┌──
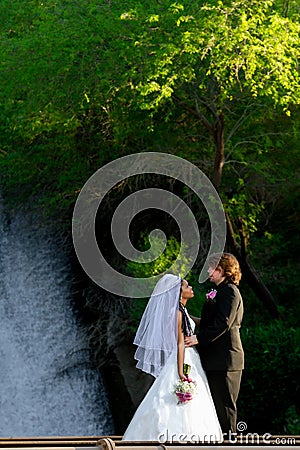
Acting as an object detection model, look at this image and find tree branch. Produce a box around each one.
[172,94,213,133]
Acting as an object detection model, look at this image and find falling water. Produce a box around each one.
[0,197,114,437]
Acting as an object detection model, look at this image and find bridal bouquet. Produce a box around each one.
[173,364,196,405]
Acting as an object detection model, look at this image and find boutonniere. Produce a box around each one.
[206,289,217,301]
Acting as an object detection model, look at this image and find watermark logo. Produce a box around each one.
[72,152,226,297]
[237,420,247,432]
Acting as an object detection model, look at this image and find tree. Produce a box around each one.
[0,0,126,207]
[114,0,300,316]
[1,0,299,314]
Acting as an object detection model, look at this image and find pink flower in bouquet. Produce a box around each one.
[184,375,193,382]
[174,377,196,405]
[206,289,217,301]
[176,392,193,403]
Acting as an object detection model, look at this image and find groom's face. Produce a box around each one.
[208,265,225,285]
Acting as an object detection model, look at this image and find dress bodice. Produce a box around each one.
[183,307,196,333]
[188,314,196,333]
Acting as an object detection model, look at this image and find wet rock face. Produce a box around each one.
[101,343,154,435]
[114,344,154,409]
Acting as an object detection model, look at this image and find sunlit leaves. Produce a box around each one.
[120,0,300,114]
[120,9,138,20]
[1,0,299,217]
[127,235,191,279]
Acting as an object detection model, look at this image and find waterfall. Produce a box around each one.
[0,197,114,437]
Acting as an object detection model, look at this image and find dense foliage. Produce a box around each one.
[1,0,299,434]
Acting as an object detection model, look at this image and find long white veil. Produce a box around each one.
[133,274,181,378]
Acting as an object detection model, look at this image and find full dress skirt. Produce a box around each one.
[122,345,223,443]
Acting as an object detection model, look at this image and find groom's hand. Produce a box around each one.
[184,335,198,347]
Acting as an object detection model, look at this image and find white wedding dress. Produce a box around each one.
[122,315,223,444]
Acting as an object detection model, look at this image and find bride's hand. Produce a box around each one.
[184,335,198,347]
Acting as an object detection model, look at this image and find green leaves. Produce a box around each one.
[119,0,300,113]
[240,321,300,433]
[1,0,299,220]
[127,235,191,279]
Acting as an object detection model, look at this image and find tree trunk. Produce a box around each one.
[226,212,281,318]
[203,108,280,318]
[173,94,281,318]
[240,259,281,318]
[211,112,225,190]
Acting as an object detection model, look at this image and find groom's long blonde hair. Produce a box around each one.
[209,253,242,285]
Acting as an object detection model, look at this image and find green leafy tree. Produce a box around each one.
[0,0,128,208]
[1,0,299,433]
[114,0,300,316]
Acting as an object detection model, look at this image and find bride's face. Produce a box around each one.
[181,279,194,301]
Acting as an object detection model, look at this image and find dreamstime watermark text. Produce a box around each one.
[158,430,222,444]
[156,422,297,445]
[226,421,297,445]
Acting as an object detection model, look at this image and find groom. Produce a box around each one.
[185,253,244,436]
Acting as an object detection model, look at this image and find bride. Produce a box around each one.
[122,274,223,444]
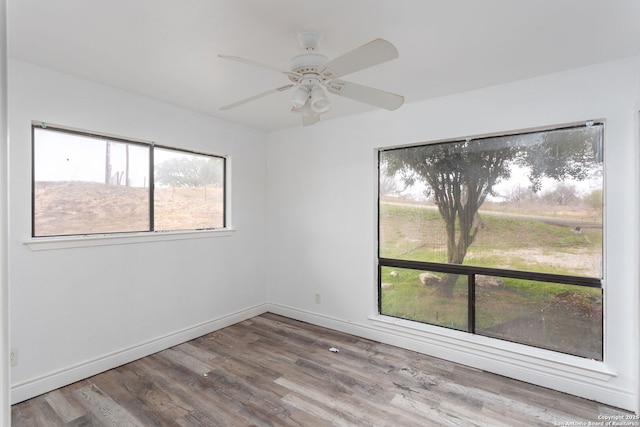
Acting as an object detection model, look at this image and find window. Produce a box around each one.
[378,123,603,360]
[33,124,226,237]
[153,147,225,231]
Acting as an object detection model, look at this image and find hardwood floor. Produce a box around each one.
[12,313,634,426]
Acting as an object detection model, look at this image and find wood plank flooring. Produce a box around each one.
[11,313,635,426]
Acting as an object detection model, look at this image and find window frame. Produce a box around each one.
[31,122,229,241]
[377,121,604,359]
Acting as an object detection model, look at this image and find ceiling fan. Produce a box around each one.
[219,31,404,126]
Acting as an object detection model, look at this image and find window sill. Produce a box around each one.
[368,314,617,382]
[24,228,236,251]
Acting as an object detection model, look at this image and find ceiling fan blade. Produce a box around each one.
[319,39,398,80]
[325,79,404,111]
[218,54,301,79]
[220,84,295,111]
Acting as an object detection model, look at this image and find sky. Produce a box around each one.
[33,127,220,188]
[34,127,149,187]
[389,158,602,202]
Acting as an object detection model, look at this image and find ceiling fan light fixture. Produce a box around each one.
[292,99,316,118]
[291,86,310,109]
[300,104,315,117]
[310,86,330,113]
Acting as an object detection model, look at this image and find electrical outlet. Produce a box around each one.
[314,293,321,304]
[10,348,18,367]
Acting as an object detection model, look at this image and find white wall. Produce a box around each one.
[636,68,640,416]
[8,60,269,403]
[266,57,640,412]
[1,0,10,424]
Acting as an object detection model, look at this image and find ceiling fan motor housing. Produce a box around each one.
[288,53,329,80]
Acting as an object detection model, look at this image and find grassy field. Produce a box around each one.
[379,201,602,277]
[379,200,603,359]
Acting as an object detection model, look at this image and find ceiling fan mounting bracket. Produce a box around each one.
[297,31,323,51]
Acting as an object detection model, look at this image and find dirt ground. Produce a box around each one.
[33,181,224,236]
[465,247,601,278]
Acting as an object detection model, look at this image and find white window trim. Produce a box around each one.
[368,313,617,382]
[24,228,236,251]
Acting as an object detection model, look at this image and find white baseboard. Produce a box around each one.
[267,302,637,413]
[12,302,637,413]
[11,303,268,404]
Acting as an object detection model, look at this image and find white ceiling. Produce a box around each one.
└──
**Task instructions:**
Retype word for word all the material given above, and keep the pictures out.

**Problem solution:**
Acting as an object detection model, look at this image and find tree branch. Produce a box around each one.
[172,94,213,133]
Acting as an object detection model, look at this image and find falling water. Produce a box around each one.
[0,197,114,437]
Acting as an object detection model, look at this image and find bridal bouquet. Produce a box around each one.
[173,364,196,405]
Acting as an object detection model, look at this image and find boutonniere. Produce a box around each one.
[206,289,217,301]
Acting as an object detection model, look at this image and find watermark logo. Produce a box around each one.
[72,152,226,297]
[237,420,247,432]
Acting as an object detection model, look at this image and find tree. Produce a box around each one.
[0,0,126,207]
[114,0,300,316]
[1,0,299,314]
Acting as an object detection model, look at this image and find pink flower in bouquet. Produce a box around each one.
[184,375,193,382]
[174,377,196,405]
[206,289,217,301]
[176,392,193,403]
Acting as an object detection model, look at this image and find groom's face. Produce a box around each one.
[208,265,225,285]
Acting as an object detection model, look at this image and find dress bodice. Produce a box around each one.
[183,307,196,333]
[188,314,196,333]
Acting as an object detection model, look at this image and find wet rock face. Produce a box around each one.
[101,343,154,435]
[114,344,154,409]
Acting as an object detection model, look at this image and find sunlit leaves. Produce a box around each one.
[120,0,300,114]
[120,9,138,20]
[1,0,299,217]
[127,235,191,279]
Acting as an object detection model, look at this image and find waterfall. Produce a box around each one.
[0,197,114,437]
Acting as an object detection model, look at this image and find dense foliage. Produce a box around each one.
[1,0,299,434]
Acting as an object detection model, look at this image and find long white veil. Produce a box around each one.
[133,274,181,378]
Acting as an object detection model, look at this image and find full dress skirt. Produce a box around each one.
[122,345,223,443]
Acting as an object detection model, look at this image and find groom's hand. Produce a box around each one.
[184,335,198,347]
Acting as an object detection model, look at this image and find white wedding dress. Produce a box around each one.
[122,315,223,444]
Acting as an object detection model, look at this image and find bride's hand. Produce a box around each one.
[184,335,198,347]
Acting as an object detection model, look at this image and find green leaves. Produce a box around each one.
[119,0,300,113]
[240,321,300,433]
[1,0,299,220]
[127,235,191,279]
Acting as an object detection model, look at this image and find tree trunk. Produce a box around each one.
[226,212,281,318]
[203,108,280,318]
[173,94,281,318]
[240,259,281,318]
[211,112,225,190]
Acting as an object detection model, look at this image and find groom's long blonde hair. Produce a box around each one.
[209,253,242,285]
Acting as an object detection model, look at this image and find green leafy tree. Produce a box around each one.
[0,0,128,208]
[1,0,299,433]
[114,0,300,316]
Acting as an object detection model, look at this image and find bride's face. Produce a box around each one.
[181,279,194,301]
Acting as an object detection model, look at this image and find dreamstime watermark text. Produce a box around each one.
[158,430,222,444]
[156,422,297,445]
[226,421,297,445]
Acting as an object detection model, look at this image and find groom. Produce a box around each one.
[185,253,244,436]
Acting as an object detection model, look at this image and find bride. Produce a box around each one.
[122,274,223,444]
Acting as an object detection model, look at this image and find window. Produce a box around each one.
[378,123,603,360]
[33,124,226,237]
[153,147,225,231]
Acting as an object detection model, look at this image and find hardwood floor. Produce a box around each one.
[12,313,634,426]
Acting as an object detection model, look at this image and find wood plank flooring. Produce a box around each one.
[11,313,635,426]
Acting as an object detection model, look at this image and find window frame. Produce a box around each one.
[31,122,229,241]
[377,121,604,359]
Acting as an object detection model, look at this image and find ceiling fan. Produce a box around each one.
[219,31,404,126]
Acting as an object detection model, look at this image and find window sill. Produce a box around each one.
[368,314,617,382]
[24,228,236,251]
Acting as an object detection model, look at this image and find ceiling fan blade. Produce a box around each one.
[319,39,398,80]
[325,79,404,111]
[218,54,301,79]
[220,84,295,111]
Acting as an object detection model, look at this image and find sky. Produce a box around each one.
[33,127,220,188]
[34,127,149,187]
[389,158,602,202]
Acting as an object detection model, look at this image and find ceiling fan light fixture. Produce a box around each one.
[292,99,316,118]
[291,86,310,109]
[300,104,315,117]
[310,86,330,113]
Acting as an object detection model, look at this image and find electrical outlet. Produce a box around each one.
[314,293,321,304]
[10,348,18,367]
Acting as an object detection model, look at this image and find white wall. Produce a box around each one.
[636,68,640,416]
[8,60,269,403]
[266,57,640,412]
[1,0,10,424]
Acting as an object detection model, look at this image and find ceiling fan motor housing. Produce a box around each one.
[288,53,329,80]
Acting as an object detection model, look at this image and find grassy field. Produce a box around each one.
[379,201,602,277]
[379,200,603,359]
Acting as an object detection model, look at this image and find ceiling fan mounting bracket. Produce a box around each one.
[297,31,323,51]
Acting as an object detection model, look at this image and find dirt ground. Produce a box around each one.
[33,181,224,236]
[465,247,601,278]
Acting as an object detection model, look at this image and find white window trim. Produce a box around each one.
[368,313,617,382]
[24,228,236,251]
Acting as an object detection model, look at this image and find white baseboard. Produce a box around each one.
[267,302,637,413]
[12,302,637,413]
[11,303,268,404]
Acting as an object detection model, look at this image and find white ceiling. Produce a box around each one.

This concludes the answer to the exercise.